## TEXTAUSZUG
_ _ _ _

Der 7. Oktober hat auch in Österreich viel verändert. Seither häufen sich Meldungen über antisemitische und antimuslimische Übergriffe in verschiedenen Lebensbereichen.
«Nach langen Bemühungen fanden wir eine gemeinsame Sprache», sagte Reem Hajajreh am Abend des 6. Mai im großen Festsaal des Wiener Rathauses. Mit «wir» meinte die Leiterin der palästinensischen Organisation Women of the Sun die beiden Organisationen, die an diesem Abend gemeinsam auf der Bühne standen. Neben Hajajreh: Angela Scharf, Aktivistin der israelischen Bewegung Women Wage Peace, und deren Mitstreiterin Kefaia Msarwy, arabisch-muslimische Israelin. Im Rahmen der Wiener Vorlesungen sprachen sie über ihren seit Jahren dauernden gemeinsamen Einsatz für Frieden in der Region.
Msarwy hielt ihre Rede auf Hebräisch, erzählte von ihren verschiedenen Identitäten und den Widersprüchen, gerade derzeit. In der anschließenden Diskussion sprach sie Arabisch. «Zuallererst geht es uns um die Beziehung von Mensch zu Mensch, das ist die Grundvoraussetzung für unsere Existenz», sagte sie. Ihre gemeinsame Sprache haben sie – trotz mancher gravierender Unterschiede in den Sichtweisen und Lebensrealitäten – im Mothers Call gefunden: im Wunsch, ihren Kindern eine friedliche Zukunft bieten zu können. «Es ist unglaublich wichtig, die Menschen zu unterstützen, die für Frieden eintreten», so Reem Hajajreh.

_ _ _ _

## DATENAUSZUG
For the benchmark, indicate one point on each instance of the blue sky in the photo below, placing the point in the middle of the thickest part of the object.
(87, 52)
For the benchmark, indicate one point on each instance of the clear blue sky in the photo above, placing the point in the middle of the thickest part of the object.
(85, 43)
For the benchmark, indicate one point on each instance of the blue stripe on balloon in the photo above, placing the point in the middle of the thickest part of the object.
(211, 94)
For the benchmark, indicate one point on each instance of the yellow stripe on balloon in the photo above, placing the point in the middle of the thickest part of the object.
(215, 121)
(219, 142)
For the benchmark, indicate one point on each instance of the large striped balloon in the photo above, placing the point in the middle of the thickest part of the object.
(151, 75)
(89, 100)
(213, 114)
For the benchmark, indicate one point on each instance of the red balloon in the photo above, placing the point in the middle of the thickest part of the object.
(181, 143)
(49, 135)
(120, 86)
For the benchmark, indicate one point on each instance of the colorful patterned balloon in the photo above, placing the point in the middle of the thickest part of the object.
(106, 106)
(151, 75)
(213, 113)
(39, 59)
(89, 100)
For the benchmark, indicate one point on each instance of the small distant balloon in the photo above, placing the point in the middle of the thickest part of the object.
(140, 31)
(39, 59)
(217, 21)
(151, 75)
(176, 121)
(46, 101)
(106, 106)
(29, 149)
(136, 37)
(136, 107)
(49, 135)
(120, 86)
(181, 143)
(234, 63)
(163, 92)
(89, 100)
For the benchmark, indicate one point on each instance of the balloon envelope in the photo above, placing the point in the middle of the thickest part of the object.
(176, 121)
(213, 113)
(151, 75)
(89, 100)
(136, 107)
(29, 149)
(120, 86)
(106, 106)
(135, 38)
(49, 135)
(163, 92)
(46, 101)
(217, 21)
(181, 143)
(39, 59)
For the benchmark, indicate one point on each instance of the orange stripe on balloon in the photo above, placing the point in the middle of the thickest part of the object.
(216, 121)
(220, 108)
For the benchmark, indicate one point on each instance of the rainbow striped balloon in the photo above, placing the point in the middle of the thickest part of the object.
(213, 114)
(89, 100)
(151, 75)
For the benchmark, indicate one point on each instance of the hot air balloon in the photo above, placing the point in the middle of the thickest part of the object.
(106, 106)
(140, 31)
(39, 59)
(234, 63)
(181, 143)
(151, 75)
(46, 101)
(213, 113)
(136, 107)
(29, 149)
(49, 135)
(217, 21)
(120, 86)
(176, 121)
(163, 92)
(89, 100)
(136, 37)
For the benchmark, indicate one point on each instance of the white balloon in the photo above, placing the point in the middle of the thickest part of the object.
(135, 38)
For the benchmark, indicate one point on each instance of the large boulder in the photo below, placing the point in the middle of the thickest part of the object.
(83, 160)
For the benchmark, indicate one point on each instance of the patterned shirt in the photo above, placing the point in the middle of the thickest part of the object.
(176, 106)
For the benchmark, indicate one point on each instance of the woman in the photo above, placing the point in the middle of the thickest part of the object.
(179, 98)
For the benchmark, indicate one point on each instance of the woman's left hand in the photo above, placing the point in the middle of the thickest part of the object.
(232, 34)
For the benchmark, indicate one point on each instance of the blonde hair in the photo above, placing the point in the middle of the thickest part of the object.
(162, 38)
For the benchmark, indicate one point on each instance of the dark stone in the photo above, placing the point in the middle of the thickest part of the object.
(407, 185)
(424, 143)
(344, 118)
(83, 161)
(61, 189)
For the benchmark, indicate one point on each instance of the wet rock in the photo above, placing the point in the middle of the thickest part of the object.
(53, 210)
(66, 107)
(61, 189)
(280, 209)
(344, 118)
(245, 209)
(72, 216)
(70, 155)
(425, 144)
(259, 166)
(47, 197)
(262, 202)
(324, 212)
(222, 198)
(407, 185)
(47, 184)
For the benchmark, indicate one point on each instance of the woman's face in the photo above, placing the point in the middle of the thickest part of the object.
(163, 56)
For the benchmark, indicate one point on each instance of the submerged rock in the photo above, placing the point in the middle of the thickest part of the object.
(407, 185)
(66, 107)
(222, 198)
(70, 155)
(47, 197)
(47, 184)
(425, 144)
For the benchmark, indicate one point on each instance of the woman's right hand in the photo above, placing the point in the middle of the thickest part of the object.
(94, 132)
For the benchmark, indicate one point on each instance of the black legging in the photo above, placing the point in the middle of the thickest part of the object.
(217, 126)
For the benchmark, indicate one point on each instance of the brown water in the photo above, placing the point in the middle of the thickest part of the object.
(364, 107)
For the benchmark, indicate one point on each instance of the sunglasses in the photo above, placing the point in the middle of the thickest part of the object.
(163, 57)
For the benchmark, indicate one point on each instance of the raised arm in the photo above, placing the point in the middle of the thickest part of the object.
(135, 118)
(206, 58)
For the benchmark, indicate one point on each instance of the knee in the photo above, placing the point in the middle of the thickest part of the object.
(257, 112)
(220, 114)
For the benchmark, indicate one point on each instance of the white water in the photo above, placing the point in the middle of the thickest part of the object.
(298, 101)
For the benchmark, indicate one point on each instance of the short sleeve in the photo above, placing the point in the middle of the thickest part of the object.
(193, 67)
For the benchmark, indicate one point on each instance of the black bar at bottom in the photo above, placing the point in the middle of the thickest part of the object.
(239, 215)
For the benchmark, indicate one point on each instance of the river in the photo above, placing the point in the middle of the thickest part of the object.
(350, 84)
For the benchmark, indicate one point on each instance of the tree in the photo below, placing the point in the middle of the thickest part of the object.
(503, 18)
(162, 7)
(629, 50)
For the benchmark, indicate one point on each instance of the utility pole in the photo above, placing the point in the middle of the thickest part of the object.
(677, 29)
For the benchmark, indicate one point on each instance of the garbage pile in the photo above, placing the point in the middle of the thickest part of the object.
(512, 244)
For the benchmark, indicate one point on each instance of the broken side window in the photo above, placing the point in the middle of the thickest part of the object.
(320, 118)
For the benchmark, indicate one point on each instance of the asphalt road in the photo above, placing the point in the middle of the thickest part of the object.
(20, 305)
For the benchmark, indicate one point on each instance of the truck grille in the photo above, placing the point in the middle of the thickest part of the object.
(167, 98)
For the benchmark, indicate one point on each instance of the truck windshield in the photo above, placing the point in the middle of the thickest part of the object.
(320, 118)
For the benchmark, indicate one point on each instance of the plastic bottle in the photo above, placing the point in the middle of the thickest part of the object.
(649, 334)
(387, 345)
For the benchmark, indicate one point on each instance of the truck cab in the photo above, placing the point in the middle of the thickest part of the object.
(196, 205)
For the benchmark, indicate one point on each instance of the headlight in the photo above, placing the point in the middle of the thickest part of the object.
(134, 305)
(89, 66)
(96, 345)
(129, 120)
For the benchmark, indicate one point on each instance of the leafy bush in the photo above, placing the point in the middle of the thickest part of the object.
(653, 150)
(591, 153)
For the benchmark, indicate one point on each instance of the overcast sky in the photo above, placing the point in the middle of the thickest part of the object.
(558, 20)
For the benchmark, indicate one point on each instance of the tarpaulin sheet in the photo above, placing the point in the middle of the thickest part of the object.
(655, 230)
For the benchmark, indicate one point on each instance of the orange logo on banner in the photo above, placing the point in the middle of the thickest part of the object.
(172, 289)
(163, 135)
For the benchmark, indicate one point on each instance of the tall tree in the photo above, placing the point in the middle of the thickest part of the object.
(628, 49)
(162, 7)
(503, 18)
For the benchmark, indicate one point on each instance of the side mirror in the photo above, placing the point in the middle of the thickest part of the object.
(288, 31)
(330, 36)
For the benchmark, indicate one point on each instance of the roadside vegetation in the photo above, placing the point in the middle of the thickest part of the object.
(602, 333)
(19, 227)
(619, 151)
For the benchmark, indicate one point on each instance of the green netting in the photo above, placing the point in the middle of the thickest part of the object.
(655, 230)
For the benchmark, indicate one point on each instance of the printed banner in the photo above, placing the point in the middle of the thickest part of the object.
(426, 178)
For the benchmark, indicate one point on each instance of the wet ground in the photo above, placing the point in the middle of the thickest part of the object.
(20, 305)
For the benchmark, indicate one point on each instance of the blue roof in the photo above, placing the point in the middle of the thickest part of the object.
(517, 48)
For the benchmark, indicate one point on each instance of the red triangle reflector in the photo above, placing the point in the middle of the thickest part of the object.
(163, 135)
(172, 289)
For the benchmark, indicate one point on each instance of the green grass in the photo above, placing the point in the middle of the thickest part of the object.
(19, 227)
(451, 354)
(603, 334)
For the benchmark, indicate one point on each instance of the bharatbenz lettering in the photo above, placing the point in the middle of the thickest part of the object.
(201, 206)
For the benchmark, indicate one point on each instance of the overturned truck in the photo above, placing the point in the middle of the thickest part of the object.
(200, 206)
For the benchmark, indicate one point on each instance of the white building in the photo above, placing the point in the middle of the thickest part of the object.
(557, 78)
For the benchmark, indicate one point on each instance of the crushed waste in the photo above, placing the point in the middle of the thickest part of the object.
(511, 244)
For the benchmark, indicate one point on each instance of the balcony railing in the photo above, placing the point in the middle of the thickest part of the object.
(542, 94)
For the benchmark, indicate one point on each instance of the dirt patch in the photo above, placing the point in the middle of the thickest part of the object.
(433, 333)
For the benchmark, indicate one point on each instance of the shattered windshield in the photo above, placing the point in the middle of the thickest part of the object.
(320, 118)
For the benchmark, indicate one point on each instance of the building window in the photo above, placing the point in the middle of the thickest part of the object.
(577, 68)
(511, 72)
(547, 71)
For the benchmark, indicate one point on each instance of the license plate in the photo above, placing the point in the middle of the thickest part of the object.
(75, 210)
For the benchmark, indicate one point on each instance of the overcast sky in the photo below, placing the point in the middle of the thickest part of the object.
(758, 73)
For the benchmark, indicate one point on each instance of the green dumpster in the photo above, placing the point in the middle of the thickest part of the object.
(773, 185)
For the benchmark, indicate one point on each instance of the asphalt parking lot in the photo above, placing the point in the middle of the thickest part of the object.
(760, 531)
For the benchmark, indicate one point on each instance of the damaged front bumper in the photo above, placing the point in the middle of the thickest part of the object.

_ _ _ _

## AUFGABENSTELLUNG
Schreibe aus dem Text über die Friedensaktivistinnen den Abschnitt ab, beginnend mit "Msarwy hielt ihre" und weiter bis einschließlich "so Reem Hajajreh.". Benenne darin "Mothers Call" in "Ruf der Mütter" um.

## LÖSUNG
Msarwy hielt ihre Rede auf Hebräisch, erzählte von ihren verschiedenen Identitäten und den Widersprüchen, gerade derzeit. In der anschließenden Diskussion sprach sie Arabisch. «Zuallererst geht es uns um die Beziehung von Mensch zu Mensch, das ist die Grundvoraussetzung für unsere Existenz», sagte sie. Ihre gemeinsame Sprache haben sie – trotz mancher gravierender Unterschiede in den Sichtweisen und Lebensrealitäten – im Ruf der Mütter gefunden: im Wunsch, ihren Kindern eine friedliche Zukunft bieten zu können. «Es ist unglaublich wichtig, die Menschen zu unterstützen, die für Frieden eintreten», so Reem Hajajreh.